Towards enabling a myriad of practical IoT applications with acoustics, the proposed research explores a novel collaborative paradigm, where it brings together multiple, distributed low-power acoustic tags to enable on-the-fly transmit time-delay beamforming (2D and 3D) to a target receiver, thereby delivering significant performance gains in range, throughput and energy efficiency simultaneously. It can impact our society in multiple ways -- from novel IoT applications to more broadly enabling low-power acoustic communication in a wide array of application domains ranging from secure acoustic spaces to immersive media and underwater sensing.
It aims to inform relevant wireless and acoustic professional organizations by demonstrating the potential of such an energy-efficient distributed acoustic paradigm. It will also impact the audio industry that is actively working on speaker arrays for targeted, immersive audio in numerous consumer applications.
The proposed research aims to take an important step towards this vision by addressing three key challenges: (i) scalability -- enabling an on-demand beamforming array that can implicitly synchronize and share data amongst a distributed set of tags and scale its performance with the array size over a wideband; (ii) coexistence -- enabling such wideband performance without causing or being impacted by audible interference created in the process; and (iii) multiple access -- efficiently allowing multiple tags to access the channel in creating practical IoT applications that often include both near and far-field deployments. Through the design of an analytically-sound collaborative beamforming framework, a novel distributed acoustic tag-array is proposed that brings together multiple low-power individual tags on-demand through intelligent distributed mechanisms for time-delay (2D and 3D) beamforming and angle-dependent signal whitening.
The latter enable wideband operations in both near and far-field, while suppressing interference to unwanted regions and allowing multiple such tag-arrays to coexist. The proposed paradigm is expected to be implemented and tested rigorously in real world, while enabling two practical acoustic IoT applications in inventory management and targeted audio delivery.
The project paves the way for future IoT systems to leverage acoustic interfaces with scalable performance as a complementary modality to RF.
This award reflects NSF's statutory mission and has been deemed worthy of support through evaluation using the Foundation's intellectual merit and broader impacts review criteria.

> [QUESTIONS TO ANSWER]:
(a) Answer these about the award abstract:
(i) Which two practical acoustic IoT applications is the paradigm expected to enable?
(ii) Which industry does it say is actively working on speaker arrays for targeted, immersive audio?
(iii) To what does it call acoustic interfaces a complementary modality?
(b) What is this sentence from the award abstract in Spanish: "The project paves the way for future IoT systems to leverage acoustic interfaces with scalable performance as a complementary modality to RF."
(c) From the award abstract, reproduce the stretch from "Towards enabling a" through "and underwater sensing.".

> [GIVEN INFORMATION]:

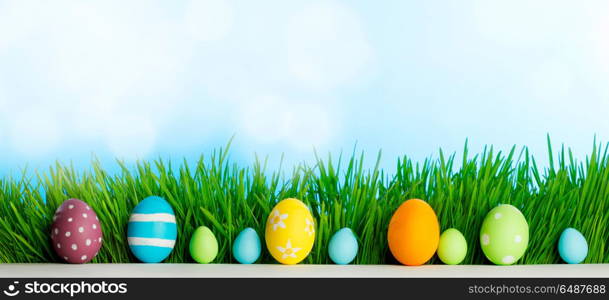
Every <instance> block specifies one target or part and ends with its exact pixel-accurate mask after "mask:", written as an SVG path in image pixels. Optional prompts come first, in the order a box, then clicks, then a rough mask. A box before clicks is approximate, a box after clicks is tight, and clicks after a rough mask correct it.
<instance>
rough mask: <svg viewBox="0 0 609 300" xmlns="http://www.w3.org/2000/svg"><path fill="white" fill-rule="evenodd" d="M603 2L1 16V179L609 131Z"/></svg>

> [ANSWERS TO THE EXERCISES]:
(a)
(i) Inventory management and targeted audio delivery.
(ii) The audio industry.
(iii) RF.

(b) El proyecto allana el camino para que los futuros sistemas de IoT aprovechen interfaces acústicas con un rendimiento escalable como una modalidad complementaria a la RF.

(c)
Towards enabling a myriad of practical IoT applications with acoustics, the proposed research explores a novel collaborative paradigm, where it brings together multiple, distributed low-power acoustic tags to enable on-the-fly transmit time-delay beamforming (2D and 3D) to a target receiver, thereby delivering significant performance gains in range, throughput and energy efficiency simultaneously. It can impact our society in multiple ways -- from novel IoT applications to more broadly enabling low-power acoustic communication in a wide array of application domains ranging from secure acoustic spaces to immersive media and underwater sensing.